═══ Provided data

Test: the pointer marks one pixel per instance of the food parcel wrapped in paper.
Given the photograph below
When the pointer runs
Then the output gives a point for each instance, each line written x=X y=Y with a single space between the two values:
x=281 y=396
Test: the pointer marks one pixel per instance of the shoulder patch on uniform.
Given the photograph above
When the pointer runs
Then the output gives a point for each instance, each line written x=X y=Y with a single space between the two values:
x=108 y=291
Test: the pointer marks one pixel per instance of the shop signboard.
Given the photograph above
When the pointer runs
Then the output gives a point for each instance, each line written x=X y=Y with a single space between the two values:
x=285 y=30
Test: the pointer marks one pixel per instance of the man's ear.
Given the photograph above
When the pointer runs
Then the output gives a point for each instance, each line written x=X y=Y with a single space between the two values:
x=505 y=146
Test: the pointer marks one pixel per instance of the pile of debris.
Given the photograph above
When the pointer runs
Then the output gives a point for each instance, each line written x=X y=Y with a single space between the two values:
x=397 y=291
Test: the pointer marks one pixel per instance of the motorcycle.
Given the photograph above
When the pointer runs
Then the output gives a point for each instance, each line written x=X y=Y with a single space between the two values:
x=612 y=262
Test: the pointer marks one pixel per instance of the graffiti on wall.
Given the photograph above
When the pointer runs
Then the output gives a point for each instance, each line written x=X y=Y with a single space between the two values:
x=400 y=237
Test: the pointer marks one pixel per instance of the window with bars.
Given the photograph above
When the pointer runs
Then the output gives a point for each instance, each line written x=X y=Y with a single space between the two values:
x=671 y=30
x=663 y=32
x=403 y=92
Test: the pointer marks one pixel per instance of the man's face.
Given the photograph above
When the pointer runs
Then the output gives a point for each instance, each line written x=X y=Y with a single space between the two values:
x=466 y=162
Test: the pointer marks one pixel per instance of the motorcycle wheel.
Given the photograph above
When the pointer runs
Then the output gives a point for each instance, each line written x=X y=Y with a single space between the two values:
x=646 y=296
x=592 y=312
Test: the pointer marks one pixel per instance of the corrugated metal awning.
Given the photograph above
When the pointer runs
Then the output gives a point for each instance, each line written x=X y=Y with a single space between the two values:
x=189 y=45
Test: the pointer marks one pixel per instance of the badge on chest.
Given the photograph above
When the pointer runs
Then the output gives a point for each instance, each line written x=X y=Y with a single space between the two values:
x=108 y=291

══════
═══ Provided data

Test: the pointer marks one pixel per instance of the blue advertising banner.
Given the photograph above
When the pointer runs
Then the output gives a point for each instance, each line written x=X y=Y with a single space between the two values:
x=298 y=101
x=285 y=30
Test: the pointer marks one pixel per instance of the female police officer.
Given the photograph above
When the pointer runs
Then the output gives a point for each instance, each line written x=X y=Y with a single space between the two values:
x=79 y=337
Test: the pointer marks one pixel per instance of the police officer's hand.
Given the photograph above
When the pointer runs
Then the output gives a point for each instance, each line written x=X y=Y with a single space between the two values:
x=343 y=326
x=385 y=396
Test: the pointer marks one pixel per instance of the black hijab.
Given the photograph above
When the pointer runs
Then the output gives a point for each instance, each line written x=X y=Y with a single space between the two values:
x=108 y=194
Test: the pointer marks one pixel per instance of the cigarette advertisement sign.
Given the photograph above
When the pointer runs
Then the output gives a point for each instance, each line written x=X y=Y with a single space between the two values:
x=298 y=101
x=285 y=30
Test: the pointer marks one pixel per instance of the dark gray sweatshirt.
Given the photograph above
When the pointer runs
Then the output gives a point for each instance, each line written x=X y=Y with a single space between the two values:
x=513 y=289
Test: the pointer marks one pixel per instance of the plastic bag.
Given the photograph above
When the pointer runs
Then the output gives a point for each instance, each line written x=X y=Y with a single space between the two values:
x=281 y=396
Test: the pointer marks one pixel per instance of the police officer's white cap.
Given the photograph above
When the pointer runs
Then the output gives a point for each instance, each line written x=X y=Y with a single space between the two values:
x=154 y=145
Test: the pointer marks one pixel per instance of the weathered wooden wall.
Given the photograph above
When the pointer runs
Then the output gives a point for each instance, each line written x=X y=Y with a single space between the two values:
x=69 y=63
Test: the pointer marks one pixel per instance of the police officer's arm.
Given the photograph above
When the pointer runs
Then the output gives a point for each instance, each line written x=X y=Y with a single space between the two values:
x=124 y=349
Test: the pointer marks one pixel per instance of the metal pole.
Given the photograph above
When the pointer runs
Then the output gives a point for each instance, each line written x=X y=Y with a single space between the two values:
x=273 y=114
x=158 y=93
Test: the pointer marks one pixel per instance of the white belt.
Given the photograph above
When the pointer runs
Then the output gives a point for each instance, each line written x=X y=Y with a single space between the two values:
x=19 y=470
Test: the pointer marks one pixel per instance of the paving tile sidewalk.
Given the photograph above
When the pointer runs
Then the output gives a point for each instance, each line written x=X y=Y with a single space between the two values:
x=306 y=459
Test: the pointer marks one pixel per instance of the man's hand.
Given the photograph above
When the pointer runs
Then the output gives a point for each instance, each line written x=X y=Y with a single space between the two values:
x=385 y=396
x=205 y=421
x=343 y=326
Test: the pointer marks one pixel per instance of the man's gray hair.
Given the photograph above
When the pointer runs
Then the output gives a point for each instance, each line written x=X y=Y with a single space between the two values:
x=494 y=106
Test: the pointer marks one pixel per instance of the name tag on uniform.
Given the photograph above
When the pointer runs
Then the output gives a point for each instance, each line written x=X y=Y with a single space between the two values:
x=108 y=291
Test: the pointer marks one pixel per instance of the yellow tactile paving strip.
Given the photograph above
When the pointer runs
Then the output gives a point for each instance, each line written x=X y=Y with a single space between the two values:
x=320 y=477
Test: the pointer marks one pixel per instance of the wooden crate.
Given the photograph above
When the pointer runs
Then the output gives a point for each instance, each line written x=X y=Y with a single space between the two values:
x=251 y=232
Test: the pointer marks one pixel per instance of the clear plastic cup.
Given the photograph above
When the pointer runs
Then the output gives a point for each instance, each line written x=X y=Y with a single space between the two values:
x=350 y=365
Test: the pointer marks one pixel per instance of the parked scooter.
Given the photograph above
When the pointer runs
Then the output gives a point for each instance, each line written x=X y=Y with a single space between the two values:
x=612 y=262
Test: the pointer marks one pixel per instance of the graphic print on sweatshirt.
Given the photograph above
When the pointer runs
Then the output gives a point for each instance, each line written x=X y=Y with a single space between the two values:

══════

The expected answer is each line of the records above that includes the string "sweatshirt".

Written answer →
Test: the pointer marks one pixel per instance of the dark gray sweatshirt.
Test: the pointer marks one pixel per instance of the graphic print on sweatshirt.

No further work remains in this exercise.